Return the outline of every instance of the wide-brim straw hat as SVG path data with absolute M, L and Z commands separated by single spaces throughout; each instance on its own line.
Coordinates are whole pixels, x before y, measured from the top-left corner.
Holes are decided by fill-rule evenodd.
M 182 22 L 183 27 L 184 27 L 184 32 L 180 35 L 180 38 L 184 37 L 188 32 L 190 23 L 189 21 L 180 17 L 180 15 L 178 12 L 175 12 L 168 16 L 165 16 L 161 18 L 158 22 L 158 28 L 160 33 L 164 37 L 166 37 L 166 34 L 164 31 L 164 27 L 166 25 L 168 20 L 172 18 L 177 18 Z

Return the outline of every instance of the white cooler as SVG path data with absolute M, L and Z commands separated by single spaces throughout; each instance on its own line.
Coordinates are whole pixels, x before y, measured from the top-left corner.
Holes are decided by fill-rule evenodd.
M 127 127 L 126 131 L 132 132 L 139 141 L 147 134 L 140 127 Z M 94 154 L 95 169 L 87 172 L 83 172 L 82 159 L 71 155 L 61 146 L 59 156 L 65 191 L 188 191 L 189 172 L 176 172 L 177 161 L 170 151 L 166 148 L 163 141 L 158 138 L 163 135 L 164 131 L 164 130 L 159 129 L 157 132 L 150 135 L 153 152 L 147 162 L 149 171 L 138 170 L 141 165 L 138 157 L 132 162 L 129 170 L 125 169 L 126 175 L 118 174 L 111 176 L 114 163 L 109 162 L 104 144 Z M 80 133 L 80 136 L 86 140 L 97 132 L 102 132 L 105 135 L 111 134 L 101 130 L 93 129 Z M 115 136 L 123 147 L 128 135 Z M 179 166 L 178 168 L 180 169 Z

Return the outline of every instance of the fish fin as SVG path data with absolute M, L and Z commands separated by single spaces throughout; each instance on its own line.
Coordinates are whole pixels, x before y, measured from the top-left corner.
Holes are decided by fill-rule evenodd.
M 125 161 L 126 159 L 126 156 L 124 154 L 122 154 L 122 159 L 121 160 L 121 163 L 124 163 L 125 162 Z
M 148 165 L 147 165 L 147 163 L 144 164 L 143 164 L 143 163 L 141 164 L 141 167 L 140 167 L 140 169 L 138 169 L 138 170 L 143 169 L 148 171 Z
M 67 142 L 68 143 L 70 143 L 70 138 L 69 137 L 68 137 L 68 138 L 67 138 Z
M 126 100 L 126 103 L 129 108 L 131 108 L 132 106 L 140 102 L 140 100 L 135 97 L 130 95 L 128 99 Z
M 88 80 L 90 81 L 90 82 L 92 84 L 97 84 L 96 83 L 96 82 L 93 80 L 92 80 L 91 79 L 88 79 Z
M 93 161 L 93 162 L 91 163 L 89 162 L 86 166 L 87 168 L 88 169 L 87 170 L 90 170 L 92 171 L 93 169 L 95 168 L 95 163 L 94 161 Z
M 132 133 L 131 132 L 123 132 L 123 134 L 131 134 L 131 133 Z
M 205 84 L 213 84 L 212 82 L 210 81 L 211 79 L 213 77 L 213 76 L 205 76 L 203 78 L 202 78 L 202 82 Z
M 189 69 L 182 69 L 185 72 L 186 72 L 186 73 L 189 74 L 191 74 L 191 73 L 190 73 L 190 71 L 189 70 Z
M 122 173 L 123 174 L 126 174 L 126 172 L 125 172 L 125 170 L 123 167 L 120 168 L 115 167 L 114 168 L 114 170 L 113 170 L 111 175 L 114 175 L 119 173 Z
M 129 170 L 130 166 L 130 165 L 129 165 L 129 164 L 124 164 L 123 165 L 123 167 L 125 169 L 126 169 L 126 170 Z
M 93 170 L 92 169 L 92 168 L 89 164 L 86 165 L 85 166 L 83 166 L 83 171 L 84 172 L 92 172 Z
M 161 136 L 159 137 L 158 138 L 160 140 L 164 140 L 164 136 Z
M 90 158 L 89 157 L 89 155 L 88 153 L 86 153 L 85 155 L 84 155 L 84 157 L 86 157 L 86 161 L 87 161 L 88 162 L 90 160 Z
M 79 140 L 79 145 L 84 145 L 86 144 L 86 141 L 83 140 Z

========================================================================

REQUIRED TASK >>
Switch "top-left corner" to "upper-left corner" everywhere in the material above, and write the material out again with nothing else altered.

CORRECT RESULT >>
Return the outline of every instance of the wide-brim straw hat as SVG path data with absolute M, L and Z commands separated by single spaces throughout; each instance on its own line.
Coordinates are whole pixels, x before y, measured from the upper-left corner.
Holes are decided by fill-rule evenodd.
M 182 22 L 183 27 L 184 27 L 184 32 L 180 35 L 180 38 L 184 37 L 188 32 L 190 23 L 189 21 L 180 17 L 180 15 L 178 12 L 175 12 L 168 16 L 165 16 L 161 18 L 158 22 L 158 28 L 160 33 L 164 37 L 166 37 L 166 34 L 164 31 L 164 27 L 166 25 L 168 20 L 172 18 L 177 18 Z

Return the outline of every instance of the white cooler as SVG path data with absolute M, L and Z commands separated by single spaces throughout; each instance on its own line.
Coordinates are whole pixels, x before y, measured from the upper-left corner.
Holes are decided by fill-rule evenodd.
M 127 127 L 126 131 L 132 132 L 139 141 L 147 134 L 140 127 Z M 94 154 L 95 169 L 87 172 L 83 172 L 82 159 L 71 155 L 61 146 L 59 156 L 65 191 L 188 191 L 189 172 L 176 172 L 177 161 L 170 151 L 166 148 L 163 141 L 158 138 L 163 135 L 164 131 L 164 130 L 159 129 L 157 132 L 150 135 L 153 152 L 147 162 L 149 171 L 138 170 L 141 165 L 138 157 L 132 162 L 129 170 L 125 169 L 126 175 L 118 174 L 111 176 L 114 163 L 109 162 L 104 144 Z M 80 133 L 80 136 L 86 140 L 97 132 L 102 132 L 105 135 L 111 134 L 101 130 L 93 129 Z M 115 136 L 123 147 L 128 135 Z M 179 166 L 178 168 L 180 169 Z

Return the outline of every instance of the fish fin as SVG path data with absolute M, L and Z commands separated by single spaces throughout; each instance on its own line.
Coordinates are whole pixels, x before y, measured from the upper-left corner.
Holes are decided by fill-rule evenodd.
M 125 161 L 126 159 L 126 156 L 124 154 L 122 154 L 122 159 L 121 160 L 121 163 L 124 163 L 125 162 Z
M 148 165 L 147 165 L 147 163 L 144 164 L 143 164 L 143 163 L 141 164 L 141 167 L 140 167 L 140 169 L 138 169 L 138 170 L 143 169 L 148 171 Z
M 67 142 L 68 143 L 70 143 L 70 138 L 69 137 L 68 137 L 68 138 L 67 138 Z
M 126 100 L 126 103 L 129 108 L 131 108 L 132 106 L 140 102 L 140 100 L 135 97 L 130 95 L 128 99 Z
M 88 80 L 90 81 L 90 82 L 92 84 L 97 84 L 96 83 L 96 82 L 93 80 L 92 80 L 91 79 L 88 79 Z
M 93 161 L 93 162 L 91 163 L 89 162 L 86 166 L 87 168 L 88 169 L 87 170 L 90 170 L 92 171 L 93 169 L 95 168 L 95 163 L 94 161 Z
M 132 133 L 131 132 L 123 132 L 123 134 L 131 134 L 131 133 Z
M 205 84 L 213 84 L 212 82 L 210 81 L 211 79 L 213 77 L 213 76 L 205 76 L 203 78 L 202 78 L 202 82 Z
M 189 69 L 182 69 L 185 72 L 186 72 L 186 73 L 189 74 L 191 74 L 191 73 L 190 73 L 190 71 L 189 70 Z
M 122 173 L 123 174 L 126 174 L 126 172 L 125 172 L 125 170 L 123 167 L 120 168 L 115 167 L 114 168 L 114 170 L 113 170 L 111 175 L 114 175 L 119 173 Z
M 129 170 L 130 166 L 130 165 L 129 165 L 129 164 L 124 164 L 123 165 L 123 167 L 125 169 L 126 169 L 126 170 Z
M 93 170 L 92 169 L 92 168 L 89 164 L 86 165 L 85 166 L 83 166 L 83 171 L 84 172 L 92 172 Z
M 161 136 L 159 137 L 158 138 L 160 140 L 164 140 L 164 136 Z
M 90 158 L 89 157 L 89 155 L 88 153 L 86 153 L 85 155 L 84 155 L 84 157 L 86 157 L 86 161 L 87 161 L 88 162 L 90 160 Z
M 79 140 L 79 145 L 84 145 L 86 144 L 86 141 L 83 140 Z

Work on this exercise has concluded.